> **Supplied material**:
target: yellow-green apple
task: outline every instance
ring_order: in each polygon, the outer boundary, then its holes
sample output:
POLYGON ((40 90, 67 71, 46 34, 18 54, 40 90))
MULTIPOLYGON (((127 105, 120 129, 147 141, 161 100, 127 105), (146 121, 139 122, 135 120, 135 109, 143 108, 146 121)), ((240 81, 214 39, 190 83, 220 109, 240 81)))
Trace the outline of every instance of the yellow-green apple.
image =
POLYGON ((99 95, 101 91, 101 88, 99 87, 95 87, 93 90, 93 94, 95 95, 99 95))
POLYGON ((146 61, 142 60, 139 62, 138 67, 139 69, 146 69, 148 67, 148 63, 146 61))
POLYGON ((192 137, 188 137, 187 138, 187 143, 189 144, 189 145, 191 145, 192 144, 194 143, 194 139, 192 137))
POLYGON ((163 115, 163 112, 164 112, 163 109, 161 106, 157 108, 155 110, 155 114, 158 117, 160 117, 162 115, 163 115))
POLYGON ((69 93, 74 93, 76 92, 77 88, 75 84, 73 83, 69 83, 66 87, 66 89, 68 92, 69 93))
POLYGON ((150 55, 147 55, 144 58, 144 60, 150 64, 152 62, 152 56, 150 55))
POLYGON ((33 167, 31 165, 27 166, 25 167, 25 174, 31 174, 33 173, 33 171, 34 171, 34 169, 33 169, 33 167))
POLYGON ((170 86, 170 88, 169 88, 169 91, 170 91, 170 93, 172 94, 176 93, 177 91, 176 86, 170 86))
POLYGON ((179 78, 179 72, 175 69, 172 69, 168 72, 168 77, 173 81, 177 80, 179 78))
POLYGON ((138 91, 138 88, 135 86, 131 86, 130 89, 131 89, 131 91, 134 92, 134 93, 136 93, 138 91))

> **Given task**: Extract the complete listing above, reproducing each line exactly.

> **Complete output**:
target: yellow-green apple
task: outline every instance
ring_order: in each polygon, the outer boundary, then its holes
sample output:
POLYGON ((40 90, 67 71, 46 34, 18 54, 40 90))
MULTIPOLYGON (((127 105, 120 129, 147 141, 161 100, 127 105), (146 121, 139 122, 135 120, 135 109, 143 108, 146 121)), ((240 81, 214 39, 190 83, 220 109, 240 81)))
Trace the outline of every instance of the yellow-green apple.
image =
POLYGON ((99 95, 101 91, 101 88, 99 87, 95 87, 93 90, 93 94, 95 95, 99 95))
POLYGON ((146 61, 142 60, 139 62, 138 67, 139 69, 146 69, 148 67, 148 63, 146 61))
POLYGON ((192 137, 188 137, 187 138, 187 143, 189 144, 189 145, 191 145, 192 144, 194 143, 194 139, 192 137))
POLYGON ((163 115, 163 112, 164 112, 163 109, 161 106, 157 108, 155 110, 155 114, 158 117, 160 117, 162 115, 163 115))
POLYGON ((69 93, 74 93, 76 92, 77 88, 75 84, 73 83, 69 83, 66 87, 66 89, 68 92, 69 93))
POLYGON ((150 55, 147 55, 144 58, 144 60, 150 64, 152 62, 152 56, 150 55))
POLYGON ((33 167, 31 165, 27 166, 25 167, 25 174, 31 174, 33 173, 33 171, 34 171, 34 169, 33 169, 33 167))
POLYGON ((170 86, 170 88, 169 88, 169 91, 170 91, 170 93, 172 94, 176 93, 177 91, 176 86, 170 86))
POLYGON ((179 78, 179 72, 175 69, 172 69, 168 72, 168 77, 173 81, 177 80, 179 78))
POLYGON ((138 91, 138 88, 135 86, 131 86, 130 89, 131 89, 131 91, 134 92, 134 93, 136 93, 138 91))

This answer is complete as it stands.